# TASK TO COMPLETE:
Below is a listing; write it out exactly and drop any images from it.

----

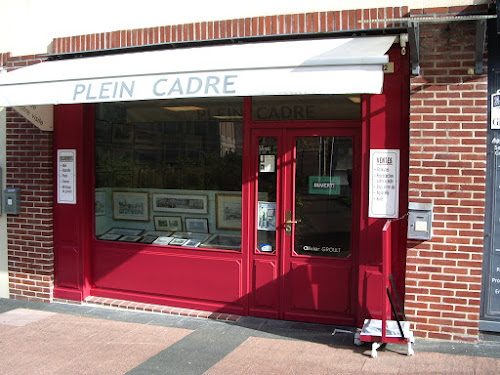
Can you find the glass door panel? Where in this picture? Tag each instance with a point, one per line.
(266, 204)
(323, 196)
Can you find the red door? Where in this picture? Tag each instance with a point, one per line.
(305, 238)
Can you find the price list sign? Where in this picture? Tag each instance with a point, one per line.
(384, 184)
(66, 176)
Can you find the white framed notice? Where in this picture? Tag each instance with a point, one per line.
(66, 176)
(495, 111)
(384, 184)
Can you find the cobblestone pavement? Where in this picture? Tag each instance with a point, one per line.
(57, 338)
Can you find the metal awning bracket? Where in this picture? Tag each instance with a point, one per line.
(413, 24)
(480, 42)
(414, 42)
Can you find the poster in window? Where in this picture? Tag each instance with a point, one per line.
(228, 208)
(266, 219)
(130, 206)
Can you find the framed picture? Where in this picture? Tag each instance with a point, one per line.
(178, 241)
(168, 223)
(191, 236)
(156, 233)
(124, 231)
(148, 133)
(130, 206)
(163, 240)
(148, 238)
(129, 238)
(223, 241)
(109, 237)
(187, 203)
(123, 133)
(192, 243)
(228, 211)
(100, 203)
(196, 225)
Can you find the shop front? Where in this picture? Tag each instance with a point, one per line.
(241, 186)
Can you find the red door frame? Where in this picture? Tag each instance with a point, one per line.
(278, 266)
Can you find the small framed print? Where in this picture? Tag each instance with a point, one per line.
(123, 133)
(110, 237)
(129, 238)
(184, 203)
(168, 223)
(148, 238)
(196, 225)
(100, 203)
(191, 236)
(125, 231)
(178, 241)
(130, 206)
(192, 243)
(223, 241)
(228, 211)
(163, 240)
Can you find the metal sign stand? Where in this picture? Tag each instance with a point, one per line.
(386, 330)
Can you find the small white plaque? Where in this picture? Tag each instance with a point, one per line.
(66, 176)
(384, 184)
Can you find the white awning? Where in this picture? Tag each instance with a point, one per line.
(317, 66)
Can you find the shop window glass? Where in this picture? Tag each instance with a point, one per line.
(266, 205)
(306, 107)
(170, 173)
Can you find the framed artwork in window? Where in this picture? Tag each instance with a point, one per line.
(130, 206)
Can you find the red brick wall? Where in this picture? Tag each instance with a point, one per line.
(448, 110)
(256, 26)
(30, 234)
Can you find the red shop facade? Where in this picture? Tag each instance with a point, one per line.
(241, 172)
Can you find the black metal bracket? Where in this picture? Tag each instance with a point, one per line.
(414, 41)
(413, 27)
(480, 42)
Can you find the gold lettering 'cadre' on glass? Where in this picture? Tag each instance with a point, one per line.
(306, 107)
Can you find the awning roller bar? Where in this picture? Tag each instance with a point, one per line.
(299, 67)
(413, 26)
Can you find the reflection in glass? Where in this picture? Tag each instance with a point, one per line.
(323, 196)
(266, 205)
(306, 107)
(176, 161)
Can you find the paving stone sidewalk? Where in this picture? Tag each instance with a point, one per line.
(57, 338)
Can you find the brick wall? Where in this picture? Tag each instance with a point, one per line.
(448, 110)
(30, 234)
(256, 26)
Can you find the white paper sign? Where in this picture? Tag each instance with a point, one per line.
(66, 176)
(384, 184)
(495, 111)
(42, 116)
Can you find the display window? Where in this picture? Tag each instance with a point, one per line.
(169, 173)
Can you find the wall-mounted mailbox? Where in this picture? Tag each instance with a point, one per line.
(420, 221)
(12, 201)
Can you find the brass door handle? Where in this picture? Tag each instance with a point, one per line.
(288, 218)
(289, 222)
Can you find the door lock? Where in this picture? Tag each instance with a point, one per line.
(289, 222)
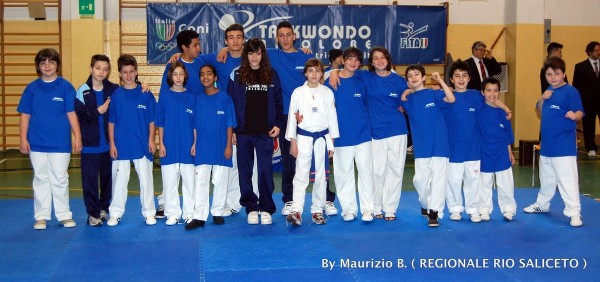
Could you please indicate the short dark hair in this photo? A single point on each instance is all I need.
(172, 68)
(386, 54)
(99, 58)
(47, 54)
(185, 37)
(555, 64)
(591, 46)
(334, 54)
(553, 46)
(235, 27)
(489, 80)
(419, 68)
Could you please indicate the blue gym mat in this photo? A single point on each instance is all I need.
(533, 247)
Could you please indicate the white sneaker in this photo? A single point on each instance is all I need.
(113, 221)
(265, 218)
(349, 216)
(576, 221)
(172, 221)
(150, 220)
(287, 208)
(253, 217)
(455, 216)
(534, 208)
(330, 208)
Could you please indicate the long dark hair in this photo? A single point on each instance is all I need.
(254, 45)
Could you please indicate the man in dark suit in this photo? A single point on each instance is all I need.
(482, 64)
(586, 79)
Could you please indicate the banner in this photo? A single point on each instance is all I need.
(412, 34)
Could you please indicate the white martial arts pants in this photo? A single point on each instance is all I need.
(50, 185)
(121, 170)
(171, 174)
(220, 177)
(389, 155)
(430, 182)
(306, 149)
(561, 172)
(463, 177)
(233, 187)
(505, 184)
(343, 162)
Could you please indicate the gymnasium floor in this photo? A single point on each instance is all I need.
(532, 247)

----

# TASK RESPONSE:
Can you find the glass door panel? Where in this picture? Tag each instance with a point, one per line.
(266, 204)
(323, 196)
Can you find the red door? Where in this picture? Tag each instance with a point, one per line.
(305, 238)
Can you find the price list sign? Where in this picture? Tag each instance with a point, one per line.
(384, 184)
(66, 176)
Can you find the white framed notice? Where in this picture? Tag each instance with a point, one per line.
(66, 176)
(495, 111)
(384, 184)
Can you find the cobblestone pavement? Where in this picture? Tag each instance with a point, one per line.
(57, 338)
Can you find the metal awning bracket? Where in this picture? Tag each instance with a point, one per line.
(413, 24)
(480, 42)
(414, 42)
Can you find the poster in window? Where in this picture? Tag each instance with a point, one per line.
(228, 208)
(266, 219)
(130, 206)
Can you find the framed picture? Where in this picture? Tag each instance with a point, one per line.
(178, 241)
(168, 223)
(191, 236)
(156, 233)
(124, 231)
(148, 133)
(130, 206)
(163, 240)
(148, 238)
(129, 238)
(223, 241)
(109, 237)
(187, 203)
(123, 133)
(192, 243)
(228, 211)
(100, 203)
(196, 225)
Can you find the shop front? Where in this picture? Tag each instance with a point, one per line.
(241, 186)
Can you find the red door frame? Where in this picture? Tag each instance with a point, one per line.
(278, 266)
Can you find the small framed print? Where in this picture? Tag each instance with a point, one per line.
(123, 133)
(110, 237)
(129, 238)
(184, 203)
(168, 223)
(148, 238)
(196, 225)
(100, 203)
(191, 236)
(125, 231)
(178, 241)
(130, 206)
(192, 243)
(223, 241)
(228, 211)
(163, 240)
Can you find the metal sign stand? Where in this picture? Tag each instance with a point, one per line.
(386, 330)
Can you find the small white plaque? Where in this picture? Tag each instance with a point, one per line.
(66, 176)
(384, 184)
Can you find the white awning? Where in this picture? Tag each instance with a point, one per line.
(317, 66)
Can you find the shop window glass? Where in this picture? Tag each instance with a point, one per line.
(266, 205)
(306, 107)
(170, 173)
Can you find the framed artwork in window? Where in this picture? Tag each instance with a point, one per line.
(130, 206)
Can you find the red brick wall? Where in this picture? Tag each instance with a point, one per line.
(448, 110)
(256, 26)
(30, 234)
Can you find the red shop facade? Where in this picture? Tag each instance with a point, one per line.
(241, 172)
Can you find the black metal bracket? Where in this picture? Tag each instance with a point, one per line.
(414, 41)
(413, 27)
(480, 42)
Can you find the gold lettering 'cadre' on glass? Where in this picture? Tag each instance with a point, one per line.
(306, 107)
Can you find the awning roller bar? Where in this picture? Tag each instance with a point, one per line.
(299, 67)
(413, 26)
Can you find the reflection in glass? Where in this picture? Tag each instance with a point, one per line.
(323, 196)
(266, 205)
(306, 107)
(176, 161)
Can you find the paving stone sidewalk? Where in this picture? Tag each instance with a point, one per line.
(57, 338)
Can you find the brick wall? Where in this picture? Tag each instance with a point, one per line.
(448, 110)
(30, 234)
(256, 26)
Can you find the white paper sign? Where in this picture? Tag each instance with a point, one per line.
(66, 176)
(384, 184)
(495, 111)
(42, 116)
Can you find the display window? Where in this picture? Tag each instance with a point, one per line.
(169, 173)
Can you find the wall-mounted mailbox? Where in this picture? Tag each instance with a point, one per line.
(420, 221)
(12, 201)
Can you find the brass door handle? Where in this picture? Tag each instance with a point, one per line.
(288, 218)
(289, 222)
Can you find the door lock? Where in this picture? Tag each instance with a point, one per line.
(289, 222)
Could you please indicate the short dark hair in this photo? A single point on each instance is all I need.
(172, 68)
(386, 54)
(99, 58)
(47, 54)
(185, 37)
(555, 64)
(591, 46)
(334, 54)
(553, 46)
(235, 27)
(489, 80)
(419, 68)
Could you please indicate the blue gym mat in this photo? A single point on each instance is all I need.
(533, 247)
Could you please indicate the white sneaker in this photo? A single point on each instance is all I need.
(113, 221)
(265, 218)
(349, 216)
(576, 221)
(172, 221)
(150, 220)
(287, 208)
(253, 217)
(455, 216)
(534, 208)
(330, 208)
Could you please indicate the long dark hair in this photo? A single point on each instance is all I need.
(254, 45)
Could you please indicate the man in dark suit in this photo? A single point on each instance is all I need.
(482, 64)
(586, 79)
Could you please indicate the banner in this photo? A single point on each instance is all I need.
(412, 34)
Could you please indicate the white martial arts pants in this photo? A single point on each instance is all I need.
(50, 185)
(121, 170)
(171, 174)
(220, 177)
(389, 155)
(430, 182)
(306, 149)
(561, 172)
(463, 177)
(233, 187)
(505, 184)
(343, 162)
Could you please indicate the gymnasium floor in this photo? A single point on each instance is all I need.
(532, 247)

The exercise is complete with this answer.